SHORT EXERCISE A: Transcribe the part of the post on compressing natural language data that begins with the words containing "I see no evidence" and ends with "get the hint.".

QUOTED TEXT:
________

[Corpora-List] ANC, FROWN, Fuzzy Logic

Wed Jul 26 06:58:43 UTC 2006

On Wednesday 26 July 2006 00:30, John F. Sowa wrote:
> 
>  > Otherwise put, that experimental observations are the
>  > most compact representations for many systems.
>
> But that does not imply that natural language data cannot
> be compressed ... even though perfect compression may be
> impossible.

To say "perfect compression may be impossible" is to concede the point I wish 
to make.

> But there is abundant evidence that NL data can be compressed.

I see no evidence NL data can be compressed "completely". On the contrary, the 
evidence indicates to me that any compression of NL data must be 
"incomplete" (and each incomplete compression involves a loss of information 
which can only be prevented by retaining the whole corpus anyway.)

We've been running around for 50 years or more finding incomplete 
compressions. You would think we'd get the hint.

Reading Chaitin helps us understand this is normal, and representative of a 
much broader "problem" in science (actually a solution, because it provides a 
path to much greater representational power than any single set of rules 
could provide.)

This doesn't mean compression of NL data to find rules or classes is wrong. 
(The news is good. Most of the actual computational machinery we've been 
using to analyze corpora is still useful.) It just means any abstraction of 
NL data into a system of rules or classes must be seen as specific to a 
purpose.

________

SHORT EXERCISE B: Show every line of the entries below that contains the word "suit".

________

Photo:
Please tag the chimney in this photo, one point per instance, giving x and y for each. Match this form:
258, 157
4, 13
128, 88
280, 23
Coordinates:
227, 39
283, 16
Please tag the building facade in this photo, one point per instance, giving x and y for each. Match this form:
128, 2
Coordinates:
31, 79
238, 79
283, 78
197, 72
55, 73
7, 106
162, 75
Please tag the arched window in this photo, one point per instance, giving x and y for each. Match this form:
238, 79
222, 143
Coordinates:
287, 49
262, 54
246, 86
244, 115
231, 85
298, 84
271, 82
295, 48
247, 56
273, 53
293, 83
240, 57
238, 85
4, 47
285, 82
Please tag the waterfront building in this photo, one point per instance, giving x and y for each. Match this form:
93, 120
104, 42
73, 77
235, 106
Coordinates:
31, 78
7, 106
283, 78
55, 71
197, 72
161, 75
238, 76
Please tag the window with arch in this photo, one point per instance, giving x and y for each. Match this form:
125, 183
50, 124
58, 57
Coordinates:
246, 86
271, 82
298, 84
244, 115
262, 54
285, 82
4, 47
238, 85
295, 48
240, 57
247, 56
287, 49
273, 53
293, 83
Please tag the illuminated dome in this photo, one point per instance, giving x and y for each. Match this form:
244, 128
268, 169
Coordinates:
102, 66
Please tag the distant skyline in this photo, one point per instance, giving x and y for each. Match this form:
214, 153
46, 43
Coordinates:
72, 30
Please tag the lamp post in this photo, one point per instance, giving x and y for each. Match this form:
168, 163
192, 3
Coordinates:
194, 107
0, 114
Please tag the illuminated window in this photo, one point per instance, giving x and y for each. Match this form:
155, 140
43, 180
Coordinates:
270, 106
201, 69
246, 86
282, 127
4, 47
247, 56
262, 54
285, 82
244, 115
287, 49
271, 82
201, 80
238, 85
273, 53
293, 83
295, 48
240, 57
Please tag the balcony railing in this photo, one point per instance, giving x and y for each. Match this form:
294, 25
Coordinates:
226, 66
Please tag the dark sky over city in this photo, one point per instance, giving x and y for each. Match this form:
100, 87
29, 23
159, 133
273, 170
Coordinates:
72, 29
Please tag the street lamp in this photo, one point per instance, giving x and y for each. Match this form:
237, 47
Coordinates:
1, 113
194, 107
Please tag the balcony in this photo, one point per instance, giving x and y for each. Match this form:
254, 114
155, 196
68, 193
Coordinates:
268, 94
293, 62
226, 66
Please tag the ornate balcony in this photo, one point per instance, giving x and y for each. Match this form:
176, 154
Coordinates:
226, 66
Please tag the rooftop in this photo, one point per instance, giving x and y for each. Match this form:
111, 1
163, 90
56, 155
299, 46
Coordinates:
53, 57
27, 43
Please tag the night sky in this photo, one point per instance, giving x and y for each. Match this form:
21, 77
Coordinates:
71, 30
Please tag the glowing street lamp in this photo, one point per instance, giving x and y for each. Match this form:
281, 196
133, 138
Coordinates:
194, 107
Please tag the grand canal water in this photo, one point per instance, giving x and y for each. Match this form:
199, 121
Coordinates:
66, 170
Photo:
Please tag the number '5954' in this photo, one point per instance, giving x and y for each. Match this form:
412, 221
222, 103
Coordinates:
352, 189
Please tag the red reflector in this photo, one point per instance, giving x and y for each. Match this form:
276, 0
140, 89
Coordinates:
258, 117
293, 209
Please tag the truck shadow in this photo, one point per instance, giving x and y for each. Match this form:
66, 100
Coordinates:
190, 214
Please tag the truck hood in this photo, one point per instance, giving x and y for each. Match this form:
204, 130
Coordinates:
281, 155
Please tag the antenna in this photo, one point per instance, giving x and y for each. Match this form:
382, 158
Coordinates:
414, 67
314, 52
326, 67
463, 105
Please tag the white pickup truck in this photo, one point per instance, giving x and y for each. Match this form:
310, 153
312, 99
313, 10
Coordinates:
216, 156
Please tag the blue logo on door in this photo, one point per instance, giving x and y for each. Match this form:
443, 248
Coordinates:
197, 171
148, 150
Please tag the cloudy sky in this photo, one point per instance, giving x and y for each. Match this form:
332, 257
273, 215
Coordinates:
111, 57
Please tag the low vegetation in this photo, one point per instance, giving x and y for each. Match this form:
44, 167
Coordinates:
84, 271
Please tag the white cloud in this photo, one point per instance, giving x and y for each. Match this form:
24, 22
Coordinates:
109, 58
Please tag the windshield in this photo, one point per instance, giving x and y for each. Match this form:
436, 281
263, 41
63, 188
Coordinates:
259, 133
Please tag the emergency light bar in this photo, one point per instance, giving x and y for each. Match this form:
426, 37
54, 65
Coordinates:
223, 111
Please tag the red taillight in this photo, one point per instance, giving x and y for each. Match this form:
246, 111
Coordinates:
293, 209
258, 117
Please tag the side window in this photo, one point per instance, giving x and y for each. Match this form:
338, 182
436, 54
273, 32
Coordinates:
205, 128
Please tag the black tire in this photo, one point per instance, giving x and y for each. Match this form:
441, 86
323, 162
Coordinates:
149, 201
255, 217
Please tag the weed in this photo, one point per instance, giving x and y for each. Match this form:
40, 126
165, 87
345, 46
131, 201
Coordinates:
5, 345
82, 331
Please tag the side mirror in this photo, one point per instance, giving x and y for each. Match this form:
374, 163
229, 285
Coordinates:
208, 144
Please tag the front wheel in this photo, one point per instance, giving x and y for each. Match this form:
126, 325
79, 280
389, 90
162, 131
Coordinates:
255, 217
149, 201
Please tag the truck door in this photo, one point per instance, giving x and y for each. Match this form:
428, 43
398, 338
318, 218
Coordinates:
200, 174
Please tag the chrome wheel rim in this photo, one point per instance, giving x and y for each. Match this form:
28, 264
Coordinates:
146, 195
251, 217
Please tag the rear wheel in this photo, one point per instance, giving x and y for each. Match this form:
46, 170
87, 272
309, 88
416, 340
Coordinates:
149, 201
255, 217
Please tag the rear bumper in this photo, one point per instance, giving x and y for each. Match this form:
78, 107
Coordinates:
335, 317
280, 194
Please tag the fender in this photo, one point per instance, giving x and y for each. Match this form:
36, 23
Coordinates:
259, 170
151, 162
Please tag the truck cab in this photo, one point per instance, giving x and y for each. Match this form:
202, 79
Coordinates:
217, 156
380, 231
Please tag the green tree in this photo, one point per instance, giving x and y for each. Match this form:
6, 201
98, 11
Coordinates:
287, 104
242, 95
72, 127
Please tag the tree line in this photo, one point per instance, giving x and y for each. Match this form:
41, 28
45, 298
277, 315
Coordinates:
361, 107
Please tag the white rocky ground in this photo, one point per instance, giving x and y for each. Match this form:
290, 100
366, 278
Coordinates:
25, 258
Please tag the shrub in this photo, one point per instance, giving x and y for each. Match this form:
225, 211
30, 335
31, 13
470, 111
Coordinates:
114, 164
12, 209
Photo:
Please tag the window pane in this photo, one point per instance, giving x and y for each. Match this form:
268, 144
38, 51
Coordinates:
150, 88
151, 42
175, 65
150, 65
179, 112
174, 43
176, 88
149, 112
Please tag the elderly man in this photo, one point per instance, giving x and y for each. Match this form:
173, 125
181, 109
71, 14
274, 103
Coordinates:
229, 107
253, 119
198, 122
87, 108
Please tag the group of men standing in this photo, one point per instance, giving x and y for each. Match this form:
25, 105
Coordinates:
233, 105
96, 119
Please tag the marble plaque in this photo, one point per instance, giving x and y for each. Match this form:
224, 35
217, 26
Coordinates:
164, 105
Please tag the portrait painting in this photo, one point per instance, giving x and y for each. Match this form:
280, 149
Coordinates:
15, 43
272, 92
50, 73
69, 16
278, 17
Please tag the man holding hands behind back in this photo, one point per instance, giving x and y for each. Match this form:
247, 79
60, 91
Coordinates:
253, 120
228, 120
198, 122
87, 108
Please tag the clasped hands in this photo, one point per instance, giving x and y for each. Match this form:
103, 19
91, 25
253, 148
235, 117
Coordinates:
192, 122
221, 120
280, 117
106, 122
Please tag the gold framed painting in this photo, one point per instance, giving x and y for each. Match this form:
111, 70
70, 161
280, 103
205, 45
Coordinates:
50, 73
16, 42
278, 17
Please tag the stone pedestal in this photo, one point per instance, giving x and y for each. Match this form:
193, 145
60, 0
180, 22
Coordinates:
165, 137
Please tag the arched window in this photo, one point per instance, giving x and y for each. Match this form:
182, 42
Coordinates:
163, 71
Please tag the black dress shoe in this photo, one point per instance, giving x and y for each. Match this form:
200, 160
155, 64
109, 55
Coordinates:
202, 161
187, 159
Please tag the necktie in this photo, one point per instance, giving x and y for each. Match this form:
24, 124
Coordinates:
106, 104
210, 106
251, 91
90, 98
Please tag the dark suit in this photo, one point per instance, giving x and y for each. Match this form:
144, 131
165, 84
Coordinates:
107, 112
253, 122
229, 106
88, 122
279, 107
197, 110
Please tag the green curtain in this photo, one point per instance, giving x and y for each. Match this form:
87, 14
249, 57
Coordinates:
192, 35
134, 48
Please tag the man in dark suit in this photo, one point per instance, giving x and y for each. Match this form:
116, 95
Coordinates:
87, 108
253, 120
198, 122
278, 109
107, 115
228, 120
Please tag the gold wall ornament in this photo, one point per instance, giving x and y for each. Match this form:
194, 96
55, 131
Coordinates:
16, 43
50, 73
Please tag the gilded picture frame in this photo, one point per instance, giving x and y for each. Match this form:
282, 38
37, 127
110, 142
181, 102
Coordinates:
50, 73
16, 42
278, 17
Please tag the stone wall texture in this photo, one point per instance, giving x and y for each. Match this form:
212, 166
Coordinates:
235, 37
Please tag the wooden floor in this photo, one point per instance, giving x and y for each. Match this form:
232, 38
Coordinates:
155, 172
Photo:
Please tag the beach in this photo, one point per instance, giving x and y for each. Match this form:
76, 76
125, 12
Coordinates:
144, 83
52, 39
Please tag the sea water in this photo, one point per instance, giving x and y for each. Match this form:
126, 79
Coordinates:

________

CORRECT ANSWER A:
I see no evidence NL data can be compressed "completely". On the contrary, the 
evidence indicates to me that any compression of NL data must be 
"incomplete" (and each incomplete compression involves a loss of information 
which can only be prevented by retaining the whole corpus anyway.)

We've been running around for 50 years or more finding incomplete 
compressions. You would think we'd get the hint.

CORRECT ANSWER B:
Please tag the dark suit in this photo, one point per instance, giving x and y for each. Match this form:
Please tag the man in dark suit in this photo, one point per instance, giving x and y for each. Match this form:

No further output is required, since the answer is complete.